Aim of the task → Reproduce the rows below verbatim, omitting the picture.

----

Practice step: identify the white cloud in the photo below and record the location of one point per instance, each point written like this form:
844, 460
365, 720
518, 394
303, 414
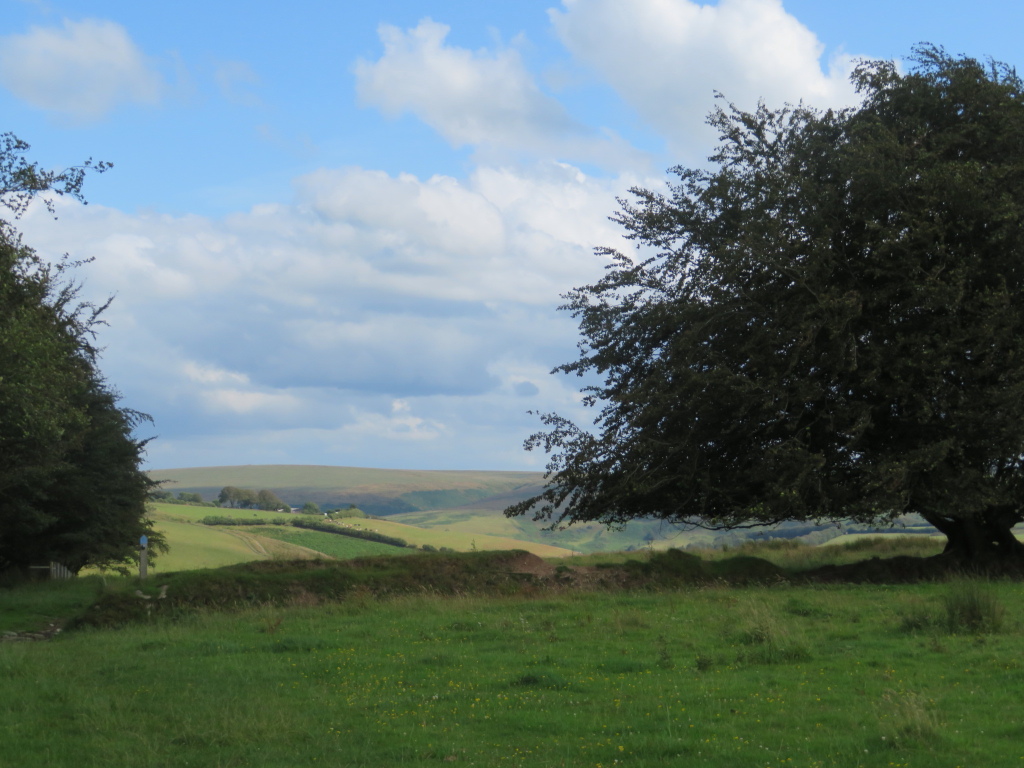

----

Correct response →
Practice step: identify the white cloud in the photo below and record the location of one point per instance, each point written like this form:
844, 460
365, 720
518, 394
303, 414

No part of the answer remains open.